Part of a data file
........

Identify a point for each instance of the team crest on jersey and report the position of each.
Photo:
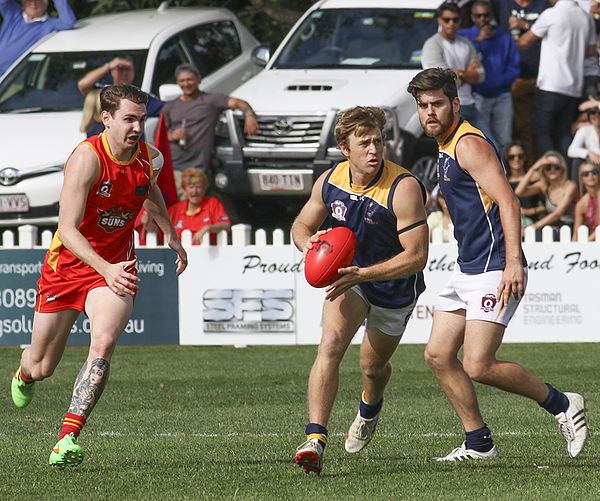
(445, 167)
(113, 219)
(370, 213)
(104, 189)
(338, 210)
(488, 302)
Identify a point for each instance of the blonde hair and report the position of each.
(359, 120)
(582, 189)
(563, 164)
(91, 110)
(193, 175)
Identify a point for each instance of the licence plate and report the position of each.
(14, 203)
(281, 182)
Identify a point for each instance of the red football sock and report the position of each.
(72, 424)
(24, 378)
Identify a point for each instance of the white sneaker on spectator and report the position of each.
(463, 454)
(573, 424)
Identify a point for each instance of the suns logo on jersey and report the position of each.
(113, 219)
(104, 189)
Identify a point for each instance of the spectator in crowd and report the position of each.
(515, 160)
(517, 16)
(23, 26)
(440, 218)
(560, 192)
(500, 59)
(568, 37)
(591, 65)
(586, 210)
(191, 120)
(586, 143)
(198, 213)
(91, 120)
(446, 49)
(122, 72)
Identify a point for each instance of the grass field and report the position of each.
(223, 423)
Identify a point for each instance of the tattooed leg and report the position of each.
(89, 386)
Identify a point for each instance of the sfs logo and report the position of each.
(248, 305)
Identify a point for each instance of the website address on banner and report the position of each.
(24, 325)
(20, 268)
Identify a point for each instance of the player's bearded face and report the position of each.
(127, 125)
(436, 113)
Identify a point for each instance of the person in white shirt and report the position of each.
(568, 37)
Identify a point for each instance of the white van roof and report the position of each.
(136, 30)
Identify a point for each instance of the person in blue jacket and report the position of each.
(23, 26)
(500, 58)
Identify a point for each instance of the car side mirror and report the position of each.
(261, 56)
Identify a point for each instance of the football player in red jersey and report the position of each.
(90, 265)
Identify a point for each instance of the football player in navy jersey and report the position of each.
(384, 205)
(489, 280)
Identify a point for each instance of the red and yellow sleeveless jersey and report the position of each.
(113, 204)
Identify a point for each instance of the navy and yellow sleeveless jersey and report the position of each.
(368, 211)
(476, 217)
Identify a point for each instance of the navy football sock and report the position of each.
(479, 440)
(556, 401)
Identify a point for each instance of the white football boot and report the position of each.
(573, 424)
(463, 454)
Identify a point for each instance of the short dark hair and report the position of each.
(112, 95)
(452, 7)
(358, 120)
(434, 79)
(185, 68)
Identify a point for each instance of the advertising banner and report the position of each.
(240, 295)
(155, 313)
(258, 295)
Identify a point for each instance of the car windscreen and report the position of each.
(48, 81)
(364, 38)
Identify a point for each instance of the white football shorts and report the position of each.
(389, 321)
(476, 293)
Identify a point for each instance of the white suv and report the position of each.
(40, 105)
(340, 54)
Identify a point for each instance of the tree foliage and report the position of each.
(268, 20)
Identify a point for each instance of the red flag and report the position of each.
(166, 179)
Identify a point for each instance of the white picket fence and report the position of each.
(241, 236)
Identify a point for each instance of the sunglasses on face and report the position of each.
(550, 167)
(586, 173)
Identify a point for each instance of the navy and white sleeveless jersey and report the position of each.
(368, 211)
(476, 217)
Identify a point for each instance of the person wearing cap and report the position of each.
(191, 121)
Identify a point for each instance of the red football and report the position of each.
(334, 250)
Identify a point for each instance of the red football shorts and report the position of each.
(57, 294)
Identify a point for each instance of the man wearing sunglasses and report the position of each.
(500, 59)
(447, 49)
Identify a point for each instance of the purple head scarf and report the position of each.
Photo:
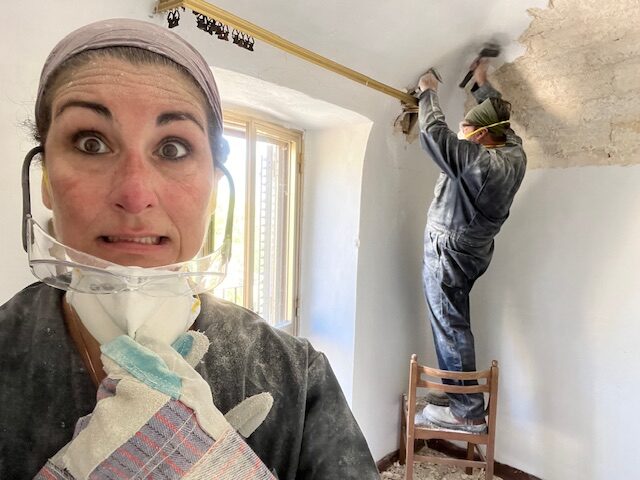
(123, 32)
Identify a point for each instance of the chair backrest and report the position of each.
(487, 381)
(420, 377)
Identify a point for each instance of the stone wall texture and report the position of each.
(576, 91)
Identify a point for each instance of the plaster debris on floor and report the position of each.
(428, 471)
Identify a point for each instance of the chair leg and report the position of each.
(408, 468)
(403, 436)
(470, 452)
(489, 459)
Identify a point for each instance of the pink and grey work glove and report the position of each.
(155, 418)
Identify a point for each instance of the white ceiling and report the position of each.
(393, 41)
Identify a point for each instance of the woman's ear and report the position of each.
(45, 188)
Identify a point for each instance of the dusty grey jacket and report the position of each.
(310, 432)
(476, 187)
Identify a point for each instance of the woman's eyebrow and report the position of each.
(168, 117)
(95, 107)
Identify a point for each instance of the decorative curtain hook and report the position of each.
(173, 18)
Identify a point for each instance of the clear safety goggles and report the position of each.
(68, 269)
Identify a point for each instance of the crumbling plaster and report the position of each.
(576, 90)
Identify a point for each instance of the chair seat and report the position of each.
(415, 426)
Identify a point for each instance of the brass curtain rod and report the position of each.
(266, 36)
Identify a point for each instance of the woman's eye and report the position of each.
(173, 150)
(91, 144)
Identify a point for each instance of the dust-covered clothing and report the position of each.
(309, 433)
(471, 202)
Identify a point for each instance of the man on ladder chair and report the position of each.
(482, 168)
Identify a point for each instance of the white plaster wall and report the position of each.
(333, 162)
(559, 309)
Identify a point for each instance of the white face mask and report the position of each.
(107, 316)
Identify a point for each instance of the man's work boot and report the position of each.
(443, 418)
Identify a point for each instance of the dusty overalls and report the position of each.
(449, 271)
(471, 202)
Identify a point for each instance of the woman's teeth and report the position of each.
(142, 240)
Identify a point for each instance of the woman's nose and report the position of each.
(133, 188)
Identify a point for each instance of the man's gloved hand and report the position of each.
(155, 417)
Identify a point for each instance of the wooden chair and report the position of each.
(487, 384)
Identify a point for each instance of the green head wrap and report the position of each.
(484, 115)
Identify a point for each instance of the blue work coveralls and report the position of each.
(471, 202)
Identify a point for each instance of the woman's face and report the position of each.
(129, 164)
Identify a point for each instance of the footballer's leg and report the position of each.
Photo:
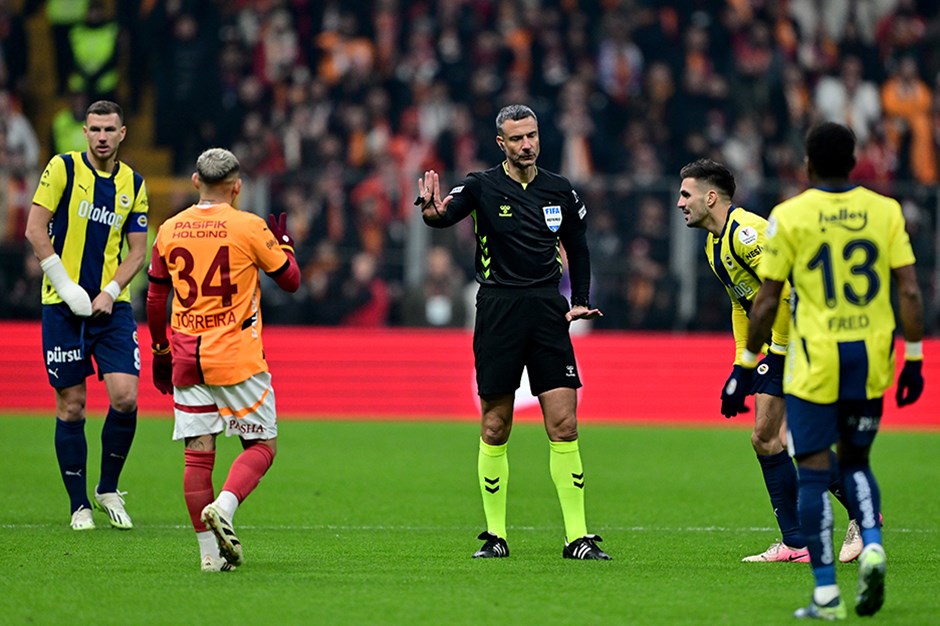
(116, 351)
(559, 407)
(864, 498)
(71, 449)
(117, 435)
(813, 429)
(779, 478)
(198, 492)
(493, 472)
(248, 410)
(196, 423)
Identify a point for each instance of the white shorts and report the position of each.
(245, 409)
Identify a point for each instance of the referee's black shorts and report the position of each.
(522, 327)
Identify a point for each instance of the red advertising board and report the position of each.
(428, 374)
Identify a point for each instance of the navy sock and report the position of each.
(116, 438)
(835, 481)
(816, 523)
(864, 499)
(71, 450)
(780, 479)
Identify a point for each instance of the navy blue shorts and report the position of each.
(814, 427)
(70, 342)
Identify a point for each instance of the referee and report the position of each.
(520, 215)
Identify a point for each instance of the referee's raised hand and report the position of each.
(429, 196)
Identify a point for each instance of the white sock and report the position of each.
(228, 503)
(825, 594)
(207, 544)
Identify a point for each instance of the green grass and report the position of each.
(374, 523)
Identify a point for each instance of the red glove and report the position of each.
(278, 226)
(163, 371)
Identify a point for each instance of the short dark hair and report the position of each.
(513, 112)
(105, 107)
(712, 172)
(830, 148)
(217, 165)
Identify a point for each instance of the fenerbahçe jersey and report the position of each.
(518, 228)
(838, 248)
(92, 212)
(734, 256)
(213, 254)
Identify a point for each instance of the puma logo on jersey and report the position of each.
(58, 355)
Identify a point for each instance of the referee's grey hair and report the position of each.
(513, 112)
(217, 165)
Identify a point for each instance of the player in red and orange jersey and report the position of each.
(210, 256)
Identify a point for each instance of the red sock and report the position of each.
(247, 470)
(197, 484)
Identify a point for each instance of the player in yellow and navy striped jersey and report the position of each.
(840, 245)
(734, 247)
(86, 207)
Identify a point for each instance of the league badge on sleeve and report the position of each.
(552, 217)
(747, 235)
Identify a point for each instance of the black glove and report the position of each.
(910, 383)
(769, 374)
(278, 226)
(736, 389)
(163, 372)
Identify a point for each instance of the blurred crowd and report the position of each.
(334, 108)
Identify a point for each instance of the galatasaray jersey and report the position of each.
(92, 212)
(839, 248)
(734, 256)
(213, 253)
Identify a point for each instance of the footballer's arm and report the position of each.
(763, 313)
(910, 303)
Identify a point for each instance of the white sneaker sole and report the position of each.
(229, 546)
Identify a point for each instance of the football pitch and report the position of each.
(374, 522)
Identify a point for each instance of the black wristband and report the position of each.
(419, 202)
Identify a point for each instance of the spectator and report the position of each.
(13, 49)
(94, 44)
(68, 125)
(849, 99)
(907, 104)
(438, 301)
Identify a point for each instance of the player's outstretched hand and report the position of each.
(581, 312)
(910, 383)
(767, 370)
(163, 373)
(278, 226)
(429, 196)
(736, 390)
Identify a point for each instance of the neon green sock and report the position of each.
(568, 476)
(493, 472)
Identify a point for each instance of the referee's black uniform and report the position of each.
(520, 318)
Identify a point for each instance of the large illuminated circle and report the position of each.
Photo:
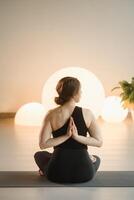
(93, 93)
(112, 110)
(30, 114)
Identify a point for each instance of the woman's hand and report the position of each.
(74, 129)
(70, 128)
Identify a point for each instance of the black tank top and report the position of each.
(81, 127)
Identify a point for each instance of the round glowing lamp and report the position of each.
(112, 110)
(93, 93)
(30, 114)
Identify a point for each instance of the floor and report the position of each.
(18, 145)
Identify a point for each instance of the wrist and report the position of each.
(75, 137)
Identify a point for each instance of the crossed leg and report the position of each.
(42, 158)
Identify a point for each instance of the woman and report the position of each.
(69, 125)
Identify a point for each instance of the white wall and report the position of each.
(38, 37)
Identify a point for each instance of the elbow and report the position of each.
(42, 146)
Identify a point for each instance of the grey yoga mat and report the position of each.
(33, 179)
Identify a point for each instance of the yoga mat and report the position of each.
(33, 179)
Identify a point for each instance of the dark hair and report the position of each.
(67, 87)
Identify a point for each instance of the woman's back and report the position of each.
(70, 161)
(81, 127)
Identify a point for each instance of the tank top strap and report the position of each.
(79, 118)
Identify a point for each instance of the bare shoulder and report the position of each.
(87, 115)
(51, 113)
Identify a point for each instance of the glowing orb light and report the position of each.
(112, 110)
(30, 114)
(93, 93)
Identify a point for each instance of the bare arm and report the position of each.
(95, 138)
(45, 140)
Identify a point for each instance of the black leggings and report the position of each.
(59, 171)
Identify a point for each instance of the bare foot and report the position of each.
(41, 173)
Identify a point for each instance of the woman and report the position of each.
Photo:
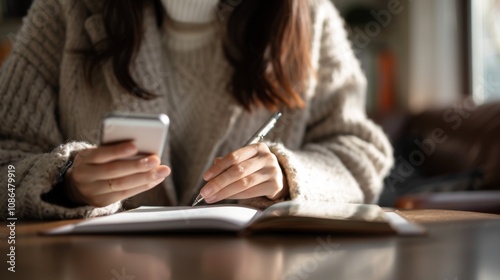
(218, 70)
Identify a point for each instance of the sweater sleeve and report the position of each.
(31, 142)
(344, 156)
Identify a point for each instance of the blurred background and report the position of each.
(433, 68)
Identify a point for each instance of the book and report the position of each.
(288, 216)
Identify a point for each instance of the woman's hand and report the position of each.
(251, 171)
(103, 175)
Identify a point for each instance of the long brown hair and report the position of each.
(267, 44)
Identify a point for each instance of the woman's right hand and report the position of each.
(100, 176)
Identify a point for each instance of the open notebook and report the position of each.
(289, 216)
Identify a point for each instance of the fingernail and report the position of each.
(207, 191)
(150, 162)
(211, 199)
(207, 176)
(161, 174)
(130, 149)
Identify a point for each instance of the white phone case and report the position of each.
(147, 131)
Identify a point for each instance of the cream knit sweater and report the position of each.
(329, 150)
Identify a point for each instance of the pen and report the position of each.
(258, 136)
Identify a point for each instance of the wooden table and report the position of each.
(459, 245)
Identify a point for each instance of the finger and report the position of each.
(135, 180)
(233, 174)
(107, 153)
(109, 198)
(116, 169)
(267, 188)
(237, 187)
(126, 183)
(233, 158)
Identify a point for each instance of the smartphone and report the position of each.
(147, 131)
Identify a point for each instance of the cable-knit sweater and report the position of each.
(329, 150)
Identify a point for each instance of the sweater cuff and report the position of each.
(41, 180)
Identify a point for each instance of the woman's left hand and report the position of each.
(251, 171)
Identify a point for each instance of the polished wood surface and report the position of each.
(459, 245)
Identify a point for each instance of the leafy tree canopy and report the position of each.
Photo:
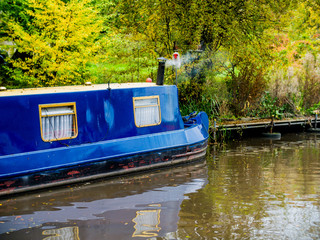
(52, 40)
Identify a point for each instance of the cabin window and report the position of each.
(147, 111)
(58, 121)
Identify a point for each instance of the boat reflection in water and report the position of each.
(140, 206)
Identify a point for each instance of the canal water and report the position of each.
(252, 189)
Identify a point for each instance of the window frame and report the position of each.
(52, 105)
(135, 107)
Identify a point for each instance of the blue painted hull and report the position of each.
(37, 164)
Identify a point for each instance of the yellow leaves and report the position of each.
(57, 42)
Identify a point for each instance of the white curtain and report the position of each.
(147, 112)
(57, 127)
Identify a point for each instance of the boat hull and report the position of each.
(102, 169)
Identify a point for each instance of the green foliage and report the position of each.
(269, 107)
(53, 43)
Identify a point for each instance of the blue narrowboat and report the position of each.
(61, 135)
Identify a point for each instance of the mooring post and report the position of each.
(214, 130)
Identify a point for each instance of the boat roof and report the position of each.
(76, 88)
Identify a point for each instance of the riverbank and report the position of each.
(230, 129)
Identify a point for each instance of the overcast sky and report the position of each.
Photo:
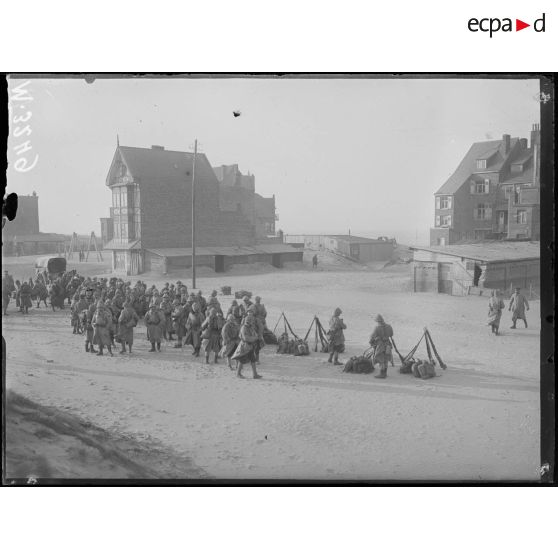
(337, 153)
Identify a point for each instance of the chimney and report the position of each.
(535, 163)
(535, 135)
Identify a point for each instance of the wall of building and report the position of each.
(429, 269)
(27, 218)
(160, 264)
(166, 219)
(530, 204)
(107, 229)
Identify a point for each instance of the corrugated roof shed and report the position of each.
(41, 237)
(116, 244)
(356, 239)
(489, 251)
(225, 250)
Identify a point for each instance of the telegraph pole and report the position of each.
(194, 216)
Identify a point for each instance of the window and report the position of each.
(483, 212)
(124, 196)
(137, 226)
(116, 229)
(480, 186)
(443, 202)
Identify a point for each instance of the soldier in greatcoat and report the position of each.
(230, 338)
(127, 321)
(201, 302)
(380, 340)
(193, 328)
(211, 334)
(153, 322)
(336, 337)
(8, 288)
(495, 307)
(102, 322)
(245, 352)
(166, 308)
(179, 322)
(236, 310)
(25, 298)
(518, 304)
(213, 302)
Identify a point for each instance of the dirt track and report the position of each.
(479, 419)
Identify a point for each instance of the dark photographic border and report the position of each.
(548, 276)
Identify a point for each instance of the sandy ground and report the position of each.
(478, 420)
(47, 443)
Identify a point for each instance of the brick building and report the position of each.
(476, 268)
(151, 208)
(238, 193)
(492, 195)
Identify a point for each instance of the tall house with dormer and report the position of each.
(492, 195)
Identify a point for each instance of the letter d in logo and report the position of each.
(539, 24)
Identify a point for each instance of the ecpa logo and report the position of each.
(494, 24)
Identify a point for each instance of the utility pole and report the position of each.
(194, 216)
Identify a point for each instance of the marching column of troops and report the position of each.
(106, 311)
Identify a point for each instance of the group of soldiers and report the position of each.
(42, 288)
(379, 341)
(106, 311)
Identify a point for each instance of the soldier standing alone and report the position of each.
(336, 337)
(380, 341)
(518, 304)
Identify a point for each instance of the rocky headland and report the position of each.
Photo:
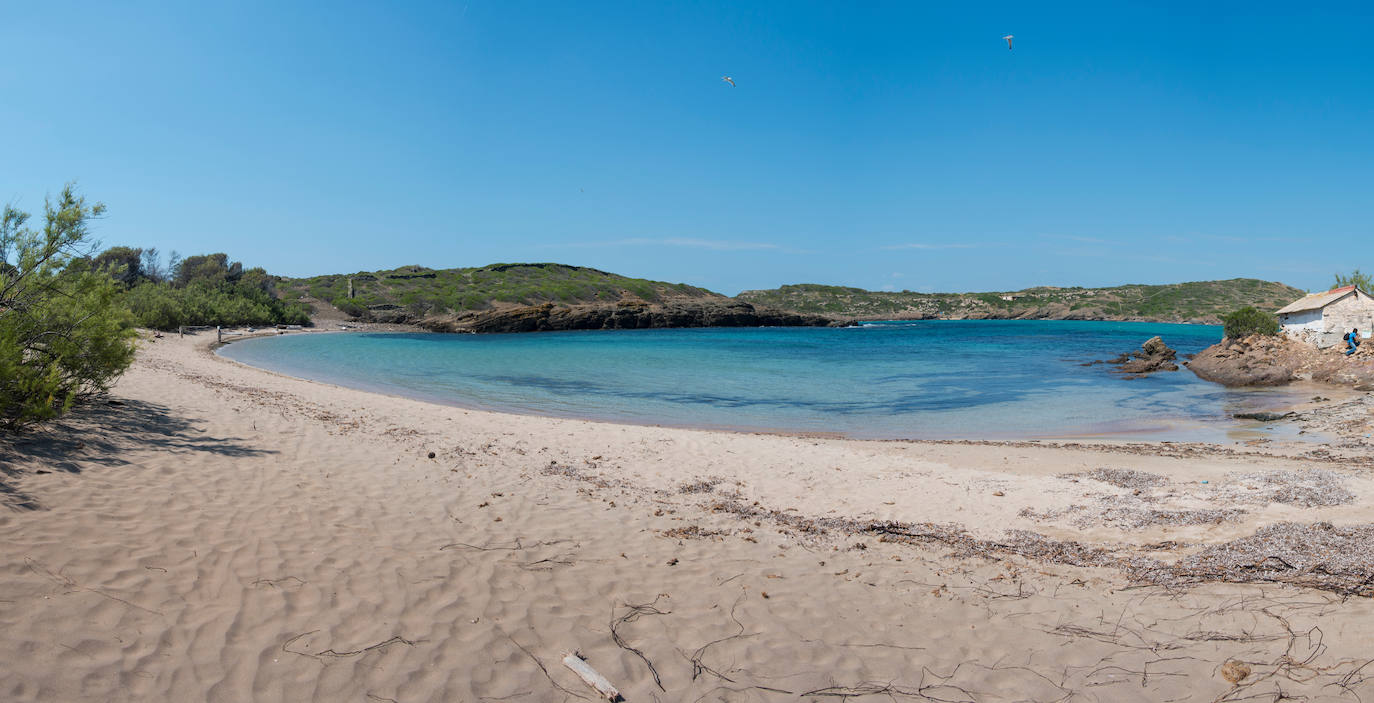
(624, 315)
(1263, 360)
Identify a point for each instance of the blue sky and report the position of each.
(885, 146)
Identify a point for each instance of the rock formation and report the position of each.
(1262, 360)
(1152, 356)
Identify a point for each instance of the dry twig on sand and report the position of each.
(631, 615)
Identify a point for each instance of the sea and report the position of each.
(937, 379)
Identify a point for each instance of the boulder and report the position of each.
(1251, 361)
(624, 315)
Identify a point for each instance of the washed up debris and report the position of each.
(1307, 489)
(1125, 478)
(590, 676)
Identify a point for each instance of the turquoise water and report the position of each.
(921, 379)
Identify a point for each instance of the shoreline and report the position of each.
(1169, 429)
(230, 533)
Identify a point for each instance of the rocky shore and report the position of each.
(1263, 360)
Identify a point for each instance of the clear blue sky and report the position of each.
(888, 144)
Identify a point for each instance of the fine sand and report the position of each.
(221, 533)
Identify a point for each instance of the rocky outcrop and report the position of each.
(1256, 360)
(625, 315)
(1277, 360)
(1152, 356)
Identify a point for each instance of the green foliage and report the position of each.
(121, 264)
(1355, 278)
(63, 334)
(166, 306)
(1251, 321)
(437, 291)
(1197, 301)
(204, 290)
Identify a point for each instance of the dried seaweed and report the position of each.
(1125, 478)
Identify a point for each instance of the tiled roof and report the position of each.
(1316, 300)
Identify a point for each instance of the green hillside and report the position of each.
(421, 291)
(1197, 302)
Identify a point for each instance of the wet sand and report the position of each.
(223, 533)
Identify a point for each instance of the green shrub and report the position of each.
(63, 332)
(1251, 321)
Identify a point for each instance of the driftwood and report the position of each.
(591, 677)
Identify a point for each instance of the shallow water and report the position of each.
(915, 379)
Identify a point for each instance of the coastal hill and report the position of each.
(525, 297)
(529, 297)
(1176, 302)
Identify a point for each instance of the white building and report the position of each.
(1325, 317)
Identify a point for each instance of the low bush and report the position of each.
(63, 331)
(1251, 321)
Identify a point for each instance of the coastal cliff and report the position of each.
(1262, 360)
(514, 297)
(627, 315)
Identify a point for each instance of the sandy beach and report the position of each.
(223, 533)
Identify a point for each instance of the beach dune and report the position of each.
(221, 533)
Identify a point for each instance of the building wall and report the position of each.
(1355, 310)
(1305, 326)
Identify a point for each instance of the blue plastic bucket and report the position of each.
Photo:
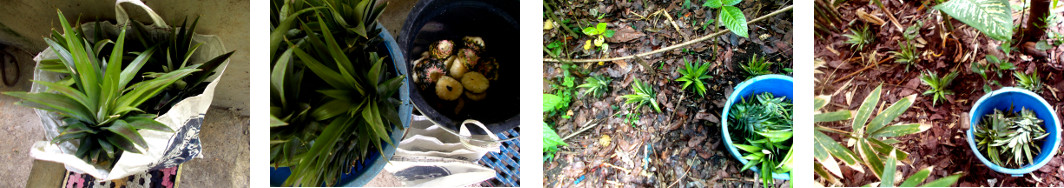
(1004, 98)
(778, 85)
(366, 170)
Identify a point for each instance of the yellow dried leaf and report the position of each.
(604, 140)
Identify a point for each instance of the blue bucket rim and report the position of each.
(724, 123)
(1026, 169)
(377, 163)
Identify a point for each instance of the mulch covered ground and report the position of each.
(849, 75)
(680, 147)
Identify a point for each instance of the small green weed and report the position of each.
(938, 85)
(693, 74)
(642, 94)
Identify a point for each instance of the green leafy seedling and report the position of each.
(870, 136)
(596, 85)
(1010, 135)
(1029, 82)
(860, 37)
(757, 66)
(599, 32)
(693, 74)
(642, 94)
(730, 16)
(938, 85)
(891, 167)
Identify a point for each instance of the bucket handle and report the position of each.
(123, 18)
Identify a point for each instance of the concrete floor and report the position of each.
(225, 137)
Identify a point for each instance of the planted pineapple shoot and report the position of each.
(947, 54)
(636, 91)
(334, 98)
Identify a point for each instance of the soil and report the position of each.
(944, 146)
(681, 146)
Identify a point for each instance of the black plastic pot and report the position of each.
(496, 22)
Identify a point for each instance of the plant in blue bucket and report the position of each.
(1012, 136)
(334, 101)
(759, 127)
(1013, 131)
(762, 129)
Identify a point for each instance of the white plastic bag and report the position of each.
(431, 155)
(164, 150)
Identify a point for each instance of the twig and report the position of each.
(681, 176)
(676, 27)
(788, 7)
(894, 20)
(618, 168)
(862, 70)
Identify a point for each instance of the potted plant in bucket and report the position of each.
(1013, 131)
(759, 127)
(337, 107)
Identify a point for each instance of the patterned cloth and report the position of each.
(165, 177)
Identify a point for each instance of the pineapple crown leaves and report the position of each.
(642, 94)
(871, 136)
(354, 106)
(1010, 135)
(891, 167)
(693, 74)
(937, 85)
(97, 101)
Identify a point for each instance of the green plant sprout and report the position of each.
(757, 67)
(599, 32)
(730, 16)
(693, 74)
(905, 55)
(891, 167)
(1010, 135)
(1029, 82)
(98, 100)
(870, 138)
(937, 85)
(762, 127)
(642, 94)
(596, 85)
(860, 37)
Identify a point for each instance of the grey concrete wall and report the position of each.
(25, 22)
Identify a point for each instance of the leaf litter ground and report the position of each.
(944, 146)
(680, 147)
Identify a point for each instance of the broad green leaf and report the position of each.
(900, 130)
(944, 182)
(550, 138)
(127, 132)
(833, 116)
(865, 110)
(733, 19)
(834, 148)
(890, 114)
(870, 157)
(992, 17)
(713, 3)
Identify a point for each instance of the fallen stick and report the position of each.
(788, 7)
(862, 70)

........

Retype, exactly and only, the lines running from the one with "Identify a point for each instance of the planted" through the final line of the listing above.

** Response to this exercise **
Identify a point for each instance of the planted pineapple shoot and report the position of each.
(947, 54)
(636, 91)
(334, 98)
Identify a point for each instance of the soil and report the position of each.
(944, 146)
(681, 146)
Identify a point for each instance of the black plastic pot and report the position of each.
(496, 22)
Identify a point for each instance of the plant in blue bucket and report the position of each.
(1012, 136)
(334, 101)
(759, 127)
(1013, 131)
(762, 129)
Identify a point for each instance of the white plastic bag and report the position of each.
(431, 155)
(164, 150)
Identify a point for each instance of the twig and report the position of each.
(681, 176)
(676, 27)
(788, 7)
(894, 20)
(618, 168)
(862, 70)
Identify a point for each instance of the potted plant in bucket and report the position of each.
(1013, 131)
(759, 127)
(337, 107)
Identify a point for each instance of the patterned cloth and report the position of each.
(165, 177)
Identify a point for each instance of the pineapple crown leaves and report the position of each.
(642, 94)
(871, 136)
(354, 106)
(1010, 135)
(891, 167)
(693, 74)
(937, 85)
(97, 101)
Identify a point for each instance of the green plant sprout and report the position of each.
(757, 67)
(599, 32)
(730, 16)
(693, 74)
(905, 55)
(891, 167)
(1010, 135)
(1029, 82)
(98, 100)
(870, 138)
(937, 85)
(762, 127)
(642, 94)
(596, 85)
(860, 37)
Identify a point for each instance of the grey concrete wall and report the position of each.
(25, 22)
Identify a point for each instance of the leaf litter ground and report the position of each.
(944, 146)
(680, 147)
Identify a point for each instance of the broad green leaf and report the position of each.
(900, 130)
(944, 182)
(550, 138)
(127, 132)
(833, 116)
(865, 110)
(733, 19)
(834, 148)
(890, 114)
(870, 157)
(992, 17)
(713, 3)
Identify a point for each instance of the fallen stick and report the position of each.
(788, 7)
(862, 70)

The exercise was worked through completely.